***** EXERCISE INPUTS *****

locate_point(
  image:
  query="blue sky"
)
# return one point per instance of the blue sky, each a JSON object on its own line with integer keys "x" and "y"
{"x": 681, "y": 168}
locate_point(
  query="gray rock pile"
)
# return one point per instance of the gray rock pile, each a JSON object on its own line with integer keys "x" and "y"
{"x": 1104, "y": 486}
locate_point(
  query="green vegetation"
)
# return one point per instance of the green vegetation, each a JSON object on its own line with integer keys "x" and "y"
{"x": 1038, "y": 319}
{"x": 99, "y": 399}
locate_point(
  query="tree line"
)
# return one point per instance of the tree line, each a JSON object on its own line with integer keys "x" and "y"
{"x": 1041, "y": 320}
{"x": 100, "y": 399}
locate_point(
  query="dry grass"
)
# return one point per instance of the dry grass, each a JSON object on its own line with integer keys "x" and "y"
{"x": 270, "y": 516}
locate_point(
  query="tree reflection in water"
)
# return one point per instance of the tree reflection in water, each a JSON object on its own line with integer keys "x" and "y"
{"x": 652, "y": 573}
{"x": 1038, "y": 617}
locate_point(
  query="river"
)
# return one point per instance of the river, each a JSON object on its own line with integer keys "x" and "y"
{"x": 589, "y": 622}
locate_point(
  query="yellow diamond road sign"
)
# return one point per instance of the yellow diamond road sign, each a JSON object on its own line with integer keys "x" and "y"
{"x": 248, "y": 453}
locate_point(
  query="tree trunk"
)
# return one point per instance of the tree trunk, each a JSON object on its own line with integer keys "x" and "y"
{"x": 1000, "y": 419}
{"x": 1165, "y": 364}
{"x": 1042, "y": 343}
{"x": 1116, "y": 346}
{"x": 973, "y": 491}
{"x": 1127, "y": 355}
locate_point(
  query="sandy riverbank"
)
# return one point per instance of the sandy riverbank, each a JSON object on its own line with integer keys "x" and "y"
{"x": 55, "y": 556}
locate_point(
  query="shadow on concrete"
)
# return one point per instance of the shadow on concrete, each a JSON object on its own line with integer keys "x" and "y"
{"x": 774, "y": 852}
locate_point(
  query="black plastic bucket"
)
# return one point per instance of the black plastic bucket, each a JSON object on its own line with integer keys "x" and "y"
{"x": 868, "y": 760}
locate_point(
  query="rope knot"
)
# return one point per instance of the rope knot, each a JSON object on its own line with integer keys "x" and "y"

*****

WHAT NEEDS TO BE DONE:
The response must contain every line from the listing above in which the string "rope" appears.

TASK SOLUTION:
  query="rope knot"
# return one point per instance of the rope knot, each a JSON object on its own line with integer keys "x" and "y"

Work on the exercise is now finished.